◆ What to produce ◆
After locating "Objective — one dot on each instance of the man wading" in the listing below, copy that line and each one after it exactly, ending with the line that has "Objective — one dot on each instance of the palm".

◆ Information provided ◆
%%

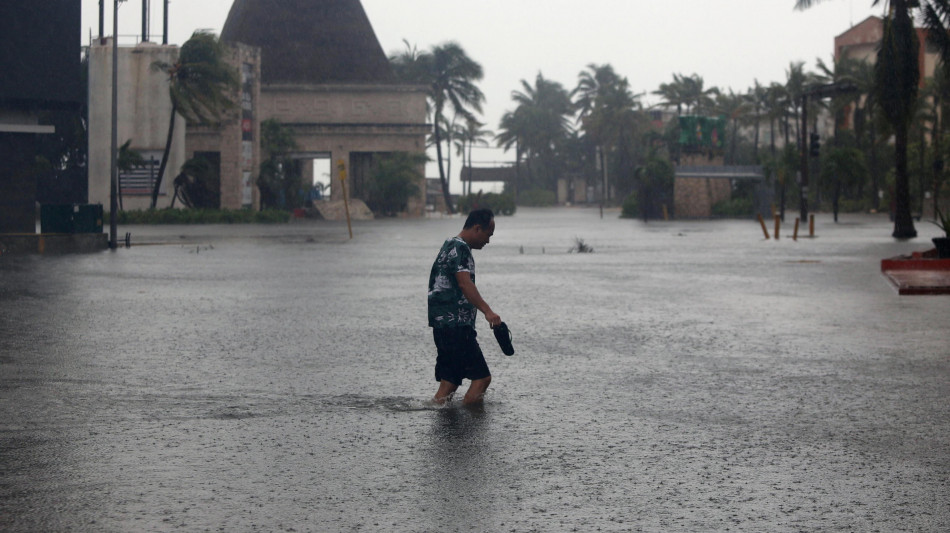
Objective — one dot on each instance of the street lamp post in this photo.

%%
%%

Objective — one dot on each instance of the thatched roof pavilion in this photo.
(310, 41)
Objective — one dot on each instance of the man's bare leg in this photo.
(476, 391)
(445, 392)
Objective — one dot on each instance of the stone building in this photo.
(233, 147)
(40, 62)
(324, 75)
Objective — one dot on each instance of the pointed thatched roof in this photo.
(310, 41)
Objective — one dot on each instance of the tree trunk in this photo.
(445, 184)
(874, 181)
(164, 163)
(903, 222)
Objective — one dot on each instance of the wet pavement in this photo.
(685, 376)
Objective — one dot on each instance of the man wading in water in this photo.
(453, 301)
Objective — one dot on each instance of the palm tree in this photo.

%%
%%

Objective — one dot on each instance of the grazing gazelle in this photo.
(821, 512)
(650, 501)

%%

◆ The answer ◆
Objective — one dot on each instance of the man wading in water in this photo.
(453, 301)
Objective — one dot on each instance of the palm tree in this photo.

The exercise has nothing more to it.